_Stated exercise_
Return the exact lines spanning from the line with "Segment the <item>clenched" through the last line of the entries, boundaries included, and no others.

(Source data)

## BEGIN

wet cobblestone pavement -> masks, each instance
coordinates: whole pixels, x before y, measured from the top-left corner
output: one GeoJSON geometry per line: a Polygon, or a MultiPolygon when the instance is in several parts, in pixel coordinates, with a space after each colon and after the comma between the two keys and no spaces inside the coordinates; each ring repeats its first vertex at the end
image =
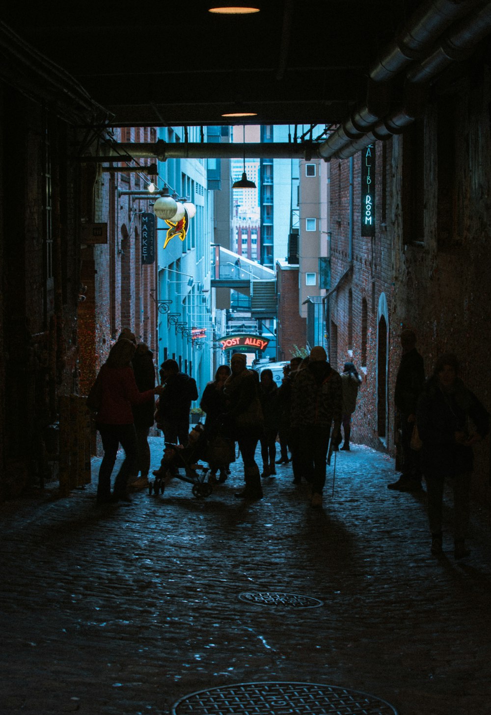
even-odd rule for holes
{"type": "Polygon", "coordinates": [[[489,715],[489,513],[473,506],[470,557],[454,560],[447,528],[437,559],[424,492],[387,488],[393,460],[355,445],[336,462],[321,510],[290,465],[263,480],[262,500],[238,502],[240,460],[205,499],[174,480],[98,507],[94,459],[69,498],[0,505],[0,713],[168,714],[196,691],[298,681],[399,715],[489,715]]]}

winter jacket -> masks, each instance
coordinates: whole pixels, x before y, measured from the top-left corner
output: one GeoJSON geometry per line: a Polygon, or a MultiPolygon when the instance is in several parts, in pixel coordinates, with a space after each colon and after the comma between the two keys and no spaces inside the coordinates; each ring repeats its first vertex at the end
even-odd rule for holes
{"type": "Polygon", "coordinates": [[[438,378],[431,378],[419,398],[416,417],[423,443],[419,455],[425,478],[472,471],[472,448],[457,443],[455,433],[470,433],[470,418],[475,430],[485,437],[490,415],[461,380],[457,378],[453,389],[444,392],[438,378]]]}
{"type": "Polygon", "coordinates": [[[291,426],[318,425],[339,431],[343,404],[341,375],[329,363],[309,363],[291,386],[291,426]]]}
{"type": "Polygon", "coordinates": [[[343,386],[343,414],[351,415],[356,408],[360,379],[352,373],[342,373],[341,380],[343,386]]]}
{"type": "Polygon", "coordinates": [[[101,403],[97,421],[103,425],[133,423],[132,405],[150,402],[153,409],[153,390],[140,393],[131,368],[109,368],[103,365],[99,371],[101,403]]]}
{"type": "Polygon", "coordinates": [[[259,385],[259,402],[263,410],[264,429],[268,432],[278,431],[280,418],[278,393],[275,383],[272,383],[268,390],[265,390],[262,385],[259,385]]]}
{"type": "Polygon", "coordinates": [[[258,395],[258,375],[245,370],[230,375],[223,386],[227,415],[233,438],[257,437],[263,433],[264,420],[258,395]]]}
{"type": "Polygon", "coordinates": [[[415,347],[404,352],[396,377],[394,399],[403,415],[414,415],[424,387],[424,363],[415,347]]]}
{"type": "Polygon", "coordinates": [[[189,423],[191,403],[198,396],[195,380],[185,373],[176,373],[167,378],[164,385],[164,393],[159,398],[157,422],[189,423]]]}
{"type": "MultiPolygon", "coordinates": [[[[146,345],[142,344],[137,347],[132,365],[135,373],[135,381],[140,392],[152,390],[155,386],[155,366],[153,364],[153,353],[146,345]]],[[[154,422],[154,411],[153,401],[149,400],[142,405],[134,405],[135,426],[137,428],[152,427],[154,422]]]]}

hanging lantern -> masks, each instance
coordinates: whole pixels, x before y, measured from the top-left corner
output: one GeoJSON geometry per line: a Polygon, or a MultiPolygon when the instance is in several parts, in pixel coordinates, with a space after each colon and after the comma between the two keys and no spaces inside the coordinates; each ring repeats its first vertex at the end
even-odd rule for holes
{"type": "Polygon", "coordinates": [[[190,201],[187,201],[184,204],[184,207],[188,212],[188,215],[190,219],[194,218],[196,215],[196,207],[194,204],[192,204],[190,201]]]}
{"type": "MultiPolygon", "coordinates": [[[[180,221],[180,220],[184,217],[184,212],[185,210],[184,208],[184,204],[181,204],[180,201],[176,202],[176,204],[178,207],[177,211],[175,212],[173,216],[171,216],[170,219],[167,219],[168,221],[172,221],[172,223],[177,223],[178,221],[180,221]]],[[[154,206],[154,209],[155,207],[154,206]]]]}
{"type": "Polygon", "coordinates": [[[153,204],[153,212],[157,218],[172,219],[178,210],[178,203],[172,196],[161,196],[153,204]]]}

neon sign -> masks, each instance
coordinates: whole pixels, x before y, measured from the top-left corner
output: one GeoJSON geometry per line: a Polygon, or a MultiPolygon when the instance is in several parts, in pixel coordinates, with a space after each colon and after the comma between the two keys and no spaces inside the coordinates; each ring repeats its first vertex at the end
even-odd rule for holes
{"type": "Polygon", "coordinates": [[[361,152],[361,236],[375,235],[375,144],[361,152]]]}
{"type": "Polygon", "coordinates": [[[265,350],[269,340],[267,337],[260,337],[258,335],[240,335],[220,337],[218,342],[221,344],[223,350],[229,350],[232,347],[248,347],[253,350],[265,350]]]}
{"type": "Polygon", "coordinates": [[[165,223],[170,228],[165,235],[164,248],[167,247],[167,243],[171,238],[174,238],[174,236],[178,236],[181,241],[185,240],[188,233],[188,226],[189,225],[189,216],[185,209],[184,209],[184,216],[180,221],[174,222],[165,219],[165,223]]]}

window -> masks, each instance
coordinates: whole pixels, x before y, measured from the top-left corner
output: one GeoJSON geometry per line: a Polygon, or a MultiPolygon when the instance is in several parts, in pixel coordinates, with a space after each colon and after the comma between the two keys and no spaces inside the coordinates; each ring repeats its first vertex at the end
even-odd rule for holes
{"type": "Polygon", "coordinates": [[[361,367],[366,367],[366,339],[368,337],[368,304],[366,298],[361,301],[361,367]]]}

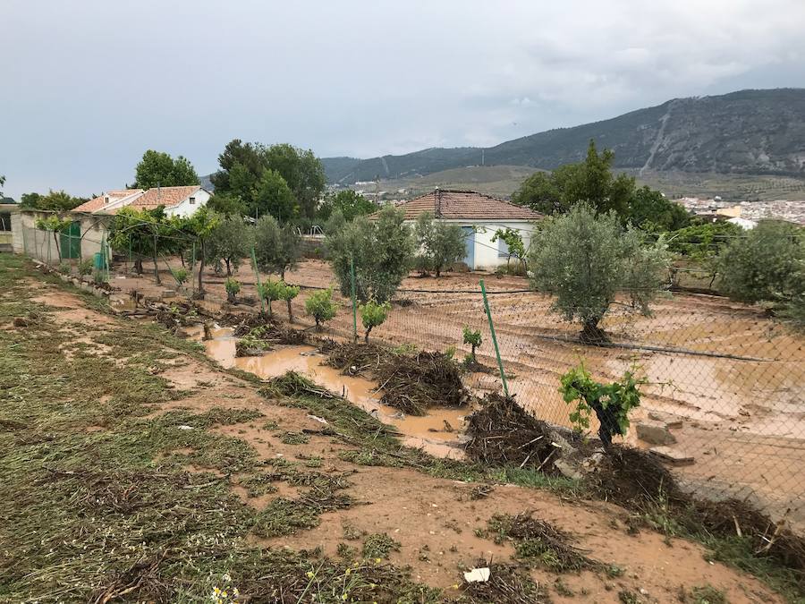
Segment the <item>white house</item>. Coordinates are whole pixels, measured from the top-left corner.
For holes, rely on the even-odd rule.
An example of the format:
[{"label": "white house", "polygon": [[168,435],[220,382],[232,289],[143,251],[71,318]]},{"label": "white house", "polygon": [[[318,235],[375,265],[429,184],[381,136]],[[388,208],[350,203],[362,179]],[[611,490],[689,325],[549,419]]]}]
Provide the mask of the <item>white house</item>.
[{"label": "white house", "polygon": [[109,191],[78,208],[73,212],[89,214],[115,214],[121,208],[154,209],[165,207],[168,216],[187,217],[207,204],[210,192],[198,184],[183,187],[156,187]]},{"label": "white house", "polygon": [[545,217],[528,208],[516,206],[474,191],[436,189],[433,192],[397,206],[405,212],[405,222],[412,225],[424,212],[434,218],[459,225],[464,231],[464,263],[470,269],[491,270],[506,264],[509,250],[505,242],[492,237],[498,229],[517,231],[526,250],[534,232],[534,223]]}]

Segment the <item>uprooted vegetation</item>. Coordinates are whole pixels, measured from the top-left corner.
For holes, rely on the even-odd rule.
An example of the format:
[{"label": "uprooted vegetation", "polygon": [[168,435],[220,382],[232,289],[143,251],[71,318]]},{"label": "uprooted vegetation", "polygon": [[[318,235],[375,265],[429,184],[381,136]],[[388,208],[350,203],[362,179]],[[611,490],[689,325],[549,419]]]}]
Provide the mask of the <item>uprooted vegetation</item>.
[{"label": "uprooted vegetation", "polygon": [[327,364],[349,375],[367,375],[383,391],[380,402],[410,415],[430,407],[461,407],[469,393],[458,365],[441,353],[395,352],[374,345],[331,345]]}]

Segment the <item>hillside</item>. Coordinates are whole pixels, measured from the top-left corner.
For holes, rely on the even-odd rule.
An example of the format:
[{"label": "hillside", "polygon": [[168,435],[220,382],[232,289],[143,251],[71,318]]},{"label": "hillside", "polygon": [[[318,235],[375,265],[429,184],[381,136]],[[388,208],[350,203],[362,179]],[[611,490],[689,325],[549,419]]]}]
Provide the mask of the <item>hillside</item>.
[{"label": "hillside", "polygon": [[[593,123],[483,149],[487,166],[553,169],[582,158],[590,139],[635,170],[805,176],[805,89],[675,98]],[[331,183],[426,175],[480,163],[479,148],[323,160]]]}]

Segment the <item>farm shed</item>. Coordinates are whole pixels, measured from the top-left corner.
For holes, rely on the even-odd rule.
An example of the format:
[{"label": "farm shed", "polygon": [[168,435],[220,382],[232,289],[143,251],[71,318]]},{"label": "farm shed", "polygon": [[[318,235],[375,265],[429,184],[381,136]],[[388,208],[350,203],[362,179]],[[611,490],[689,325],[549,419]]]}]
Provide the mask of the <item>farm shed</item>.
[{"label": "farm shed", "polygon": [[472,270],[492,270],[506,264],[509,250],[505,242],[492,238],[498,229],[516,230],[526,250],[534,231],[534,223],[545,217],[528,208],[516,206],[474,191],[436,189],[398,206],[405,212],[405,222],[413,225],[424,212],[434,218],[454,223],[465,234],[464,263]]}]

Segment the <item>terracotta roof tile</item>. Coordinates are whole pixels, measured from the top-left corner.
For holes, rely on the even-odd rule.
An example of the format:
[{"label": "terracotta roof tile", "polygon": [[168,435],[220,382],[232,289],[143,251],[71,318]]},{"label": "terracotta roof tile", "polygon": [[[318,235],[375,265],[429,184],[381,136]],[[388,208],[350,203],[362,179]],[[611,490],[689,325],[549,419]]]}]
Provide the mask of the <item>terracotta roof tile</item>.
[{"label": "terracotta roof tile", "polygon": [[[73,212],[97,212],[104,208],[105,206],[119,201],[122,199],[141,193],[142,189],[123,189],[123,191],[107,191],[103,195],[98,195],[95,199],[85,201],[77,208],[73,208]],[[106,202],[106,197],[109,201]]]},{"label": "terracotta roof tile", "polygon": [[[415,220],[423,212],[447,220],[540,220],[545,217],[528,208],[516,206],[474,191],[441,189],[397,206],[406,220]],[[377,217],[377,213],[372,217]]]},{"label": "terracotta roof tile", "polygon": [[136,209],[154,209],[158,206],[171,208],[183,201],[201,188],[199,184],[186,187],[158,187],[148,189],[130,204]]}]

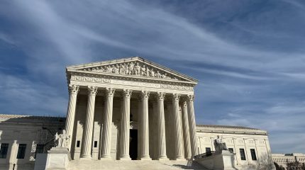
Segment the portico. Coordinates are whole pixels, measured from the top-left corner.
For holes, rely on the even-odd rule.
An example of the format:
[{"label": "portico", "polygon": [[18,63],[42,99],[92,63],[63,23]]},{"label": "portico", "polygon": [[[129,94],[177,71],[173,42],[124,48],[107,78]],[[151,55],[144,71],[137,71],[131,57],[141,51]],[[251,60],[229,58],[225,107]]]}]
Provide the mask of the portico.
[{"label": "portico", "polygon": [[65,130],[74,159],[183,159],[196,154],[197,81],[140,57],[67,67]]}]

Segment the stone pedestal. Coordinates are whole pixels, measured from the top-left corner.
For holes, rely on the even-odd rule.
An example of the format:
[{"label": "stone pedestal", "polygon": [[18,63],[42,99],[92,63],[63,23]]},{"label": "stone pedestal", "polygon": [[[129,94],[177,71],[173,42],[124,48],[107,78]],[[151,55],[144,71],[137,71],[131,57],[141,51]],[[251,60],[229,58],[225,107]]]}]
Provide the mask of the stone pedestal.
[{"label": "stone pedestal", "polygon": [[71,161],[70,154],[66,147],[52,147],[48,154],[38,154],[35,170],[67,169]]},{"label": "stone pedestal", "polygon": [[235,166],[235,154],[229,151],[223,150],[221,153],[213,154],[210,157],[198,159],[196,162],[207,169],[238,169]]}]

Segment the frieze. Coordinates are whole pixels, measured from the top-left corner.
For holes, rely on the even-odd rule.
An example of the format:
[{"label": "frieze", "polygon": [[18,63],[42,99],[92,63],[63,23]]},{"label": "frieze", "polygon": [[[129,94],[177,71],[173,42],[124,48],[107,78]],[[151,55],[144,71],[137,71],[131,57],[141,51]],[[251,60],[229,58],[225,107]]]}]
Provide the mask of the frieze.
[{"label": "frieze", "polygon": [[126,80],[118,80],[111,79],[105,79],[101,77],[94,77],[94,76],[86,76],[79,75],[72,75],[70,81],[79,81],[79,82],[89,82],[89,83],[101,83],[101,84],[113,84],[118,85],[131,85],[137,86],[145,86],[152,87],[157,89],[167,89],[174,90],[185,90],[185,91],[193,91],[193,87],[178,86],[172,84],[154,84],[148,82],[138,82]]},{"label": "frieze", "polygon": [[104,72],[116,74],[133,75],[139,76],[149,76],[164,79],[182,80],[165,71],[149,66],[142,62],[131,62],[121,64],[113,64],[99,67],[94,67],[82,69],[92,72]]}]

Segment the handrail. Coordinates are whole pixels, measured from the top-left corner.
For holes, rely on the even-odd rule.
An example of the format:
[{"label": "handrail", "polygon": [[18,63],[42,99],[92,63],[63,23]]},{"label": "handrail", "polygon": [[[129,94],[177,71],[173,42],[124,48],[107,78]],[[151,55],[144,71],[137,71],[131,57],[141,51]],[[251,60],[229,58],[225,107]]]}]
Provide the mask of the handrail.
[{"label": "handrail", "polygon": [[194,157],[194,158],[195,159],[201,159],[201,158],[204,158],[204,157],[207,157],[212,156],[212,154],[214,153],[215,153],[215,151],[210,151],[210,152],[206,152],[206,153],[203,153],[203,154],[201,154],[195,155]]}]

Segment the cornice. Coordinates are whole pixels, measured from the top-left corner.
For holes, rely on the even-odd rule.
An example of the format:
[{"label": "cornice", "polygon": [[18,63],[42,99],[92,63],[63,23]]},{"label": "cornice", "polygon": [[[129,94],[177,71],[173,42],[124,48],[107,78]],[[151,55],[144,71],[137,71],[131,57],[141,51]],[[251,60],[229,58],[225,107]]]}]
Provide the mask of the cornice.
[{"label": "cornice", "polygon": [[[169,72],[169,73],[170,73],[170,74],[173,74],[177,77],[182,78],[183,79],[186,79],[187,81],[175,81],[175,80],[172,80],[172,79],[157,79],[157,78],[154,78],[154,77],[150,77],[150,78],[147,77],[147,78],[148,78],[148,79],[150,79],[150,78],[152,78],[152,79],[160,79],[160,80],[165,80],[165,81],[182,81],[184,83],[193,84],[194,85],[196,85],[198,82],[198,80],[196,80],[194,78],[192,78],[192,77],[187,76],[185,74],[179,73],[176,71],[174,71],[172,69],[170,69],[169,68],[167,68],[167,67],[165,67],[162,65],[160,65],[157,63],[150,62],[149,60],[145,60],[145,59],[139,57],[123,58],[123,59],[113,60],[109,60],[109,61],[104,61],[104,62],[92,62],[92,63],[88,63],[88,64],[79,64],[79,65],[71,65],[71,66],[67,66],[66,67],[66,71],[67,71],[67,73],[68,74],[70,72],[74,72],[77,70],[79,71],[79,69],[83,69],[89,68],[89,67],[106,66],[106,65],[113,64],[122,64],[124,62],[137,62],[137,61],[142,62],[145,63],[145,64],[148,64],[150,67],[157,67],[158,69]],[[88,73],[89,72],[84,72]],[[94,74],[95,74],[95,73],[98,73],[98,72],[94,72]],[[116,75],[115,74],[109,74],[111,76]],[[118,75],[118,76],[128,76],[128,75]],[[141,76],[136,76],[136,77],[138,79],[143,78],[143,79],[145,79],[145,77],[141,77]]]}]

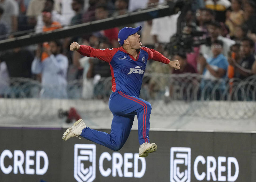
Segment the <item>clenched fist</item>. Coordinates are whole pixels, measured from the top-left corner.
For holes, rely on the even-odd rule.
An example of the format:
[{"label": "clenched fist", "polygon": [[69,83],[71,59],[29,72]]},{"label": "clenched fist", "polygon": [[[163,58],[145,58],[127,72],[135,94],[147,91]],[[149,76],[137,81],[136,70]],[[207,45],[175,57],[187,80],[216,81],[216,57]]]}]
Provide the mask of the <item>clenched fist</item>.
[{"label": "clenched fist", "polygon": [[170,61],[168,65],[171,67],[174,68],[176,70],[180,69],[180,64],[178,60]]},{"label": "clenched fist", "polygon": [[80,45],[76,42],[72,43],[69,46],[69,49],[72,51],[79,50],[80,48]]}]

## END

_Final answer_
Segment the <item>clenched fist</item>. Coordinates are whole pixels, measured from the top-left corner.
For holes, rely on the even-odd rule.
An example of the format:
[{"label": "clenched fist", "polygon": [[69,83],[71,59],[29,72]]},{"label": "clenched fist", "polygon": [[[163,58],[145,58],[127,72],[135,94],[147,91]],[[149,76],[137,81],[136,70]],[[207,45],[175,57],[187,80],[216,81],[216,57]]]}]
Provide the mask of the <item>clenched fist</item>.
[{"label": "clenched fist", "polygon": [[170,61],[168,65],[171,67],[174,68],[176,70],[180,69],[180,64],[178,60]]},{"label": "clenched fist", "polygon": [[80,45],[76,42],[72,43],[69,46],[69,49],[72,51],[79,50],[80,48]]}]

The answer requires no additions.